--- PROVIDED TEXT ---
==*==

Here is my code that need to process 100 × 250,000 data in less than 3 seconds (I don't know the exact spec of the running machine). As I'm quite new to coding, what can I improve or change to make it faster, and more optimized?

// codechef_deforestation.cpp : définit le point d'entrée pour l'application console.
//

#include <iostream>
#include <iomanip>
#include <vector>
#include <cmath>
#include <ctime>

int main()
{
    clock_t startTime = clock();
    //Read input
    freopen("C:\\somepath\\input.in", "r", stdin);
    freopen("C:\\somepath\\output.out", "w", stdout);
    int t;
    std::cin >> t;
    //std::cout << t << std::endl;
    for (int i = 0; i < t; i++)
    {
        double result = -1;
        int n;
        std::cin >> n;
        //std::cout << t << std::endl;
        std::vector <int> x, h;
        x.resize(n);
        h.resize(n);
        //chargement des données
        for (int j = 0; j < n; j++)
        {
            std::cin >> x[j] >> h[j];
            //std::cout << x[j] << h[j] << std::endl;
        }
        //calcul
        for (int j = 0; j < n; j++)
        {
            for (int k = j+1; k < n; k++)

==*==

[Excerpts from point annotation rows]
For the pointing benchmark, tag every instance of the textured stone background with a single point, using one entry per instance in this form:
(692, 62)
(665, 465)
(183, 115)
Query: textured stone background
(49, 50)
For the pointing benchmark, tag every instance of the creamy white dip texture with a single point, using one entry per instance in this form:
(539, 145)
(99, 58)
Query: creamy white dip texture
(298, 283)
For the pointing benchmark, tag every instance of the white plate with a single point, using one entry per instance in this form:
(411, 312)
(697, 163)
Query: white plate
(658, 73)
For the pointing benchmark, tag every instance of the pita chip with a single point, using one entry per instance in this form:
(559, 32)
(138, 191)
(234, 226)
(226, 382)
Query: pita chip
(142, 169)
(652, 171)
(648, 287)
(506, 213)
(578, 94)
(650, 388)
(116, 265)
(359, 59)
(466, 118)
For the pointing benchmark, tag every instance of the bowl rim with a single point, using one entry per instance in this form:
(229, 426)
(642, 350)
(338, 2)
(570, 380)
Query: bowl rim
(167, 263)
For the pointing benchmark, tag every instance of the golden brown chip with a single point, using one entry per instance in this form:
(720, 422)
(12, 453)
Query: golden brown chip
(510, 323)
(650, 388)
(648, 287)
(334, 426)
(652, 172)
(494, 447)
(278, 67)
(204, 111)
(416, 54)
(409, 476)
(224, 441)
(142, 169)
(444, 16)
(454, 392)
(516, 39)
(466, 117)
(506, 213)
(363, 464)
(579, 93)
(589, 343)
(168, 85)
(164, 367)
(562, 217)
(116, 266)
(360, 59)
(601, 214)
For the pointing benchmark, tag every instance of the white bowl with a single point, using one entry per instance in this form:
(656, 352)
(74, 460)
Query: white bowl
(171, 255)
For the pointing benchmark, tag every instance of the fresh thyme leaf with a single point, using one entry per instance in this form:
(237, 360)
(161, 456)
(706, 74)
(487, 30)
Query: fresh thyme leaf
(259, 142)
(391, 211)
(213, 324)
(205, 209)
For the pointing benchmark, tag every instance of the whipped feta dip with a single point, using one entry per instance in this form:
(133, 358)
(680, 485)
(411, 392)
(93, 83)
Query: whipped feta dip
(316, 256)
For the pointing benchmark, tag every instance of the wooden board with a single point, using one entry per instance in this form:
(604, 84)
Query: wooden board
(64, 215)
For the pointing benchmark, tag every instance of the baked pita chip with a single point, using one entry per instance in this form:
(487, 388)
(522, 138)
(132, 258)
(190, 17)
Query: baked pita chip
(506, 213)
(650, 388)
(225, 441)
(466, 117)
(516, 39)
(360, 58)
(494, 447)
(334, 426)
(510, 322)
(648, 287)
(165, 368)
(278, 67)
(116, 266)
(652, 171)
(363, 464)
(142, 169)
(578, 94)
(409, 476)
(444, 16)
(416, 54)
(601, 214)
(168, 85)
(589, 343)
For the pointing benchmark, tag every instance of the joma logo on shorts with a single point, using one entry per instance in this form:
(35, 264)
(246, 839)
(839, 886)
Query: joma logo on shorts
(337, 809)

==*==

--- STATED GOAL A ---
Decide whether each statement agrees with the forum post: (i) the code must process 100 × 250,000 data in under 3 seconds, (ii) the writer knows the exact spec of the machine that will run the code, (iii) the code resizes both vectors x and h to n. Answer yes or no for each and quote the words from the forum post that decide it.
--- STATED GOAL B ---
List every line of the rows that contains the word "feta".
The forum post and the rows have no connection to each other.

--- RESPONSE A ---
(i) Yes: "need to process 100 × 250,000 data in less than 3 seconds"
(ii) No: "I don't know the exact spec of the running machine"
(iii) Yes: "x.resize(n);" and "h.resize(n);"

--- RESPONSE B ---
For the pointing benchmark, tag every instance of the whipped feta dip with a single point, using one entry per instance in this form:
Query: whipped feta dip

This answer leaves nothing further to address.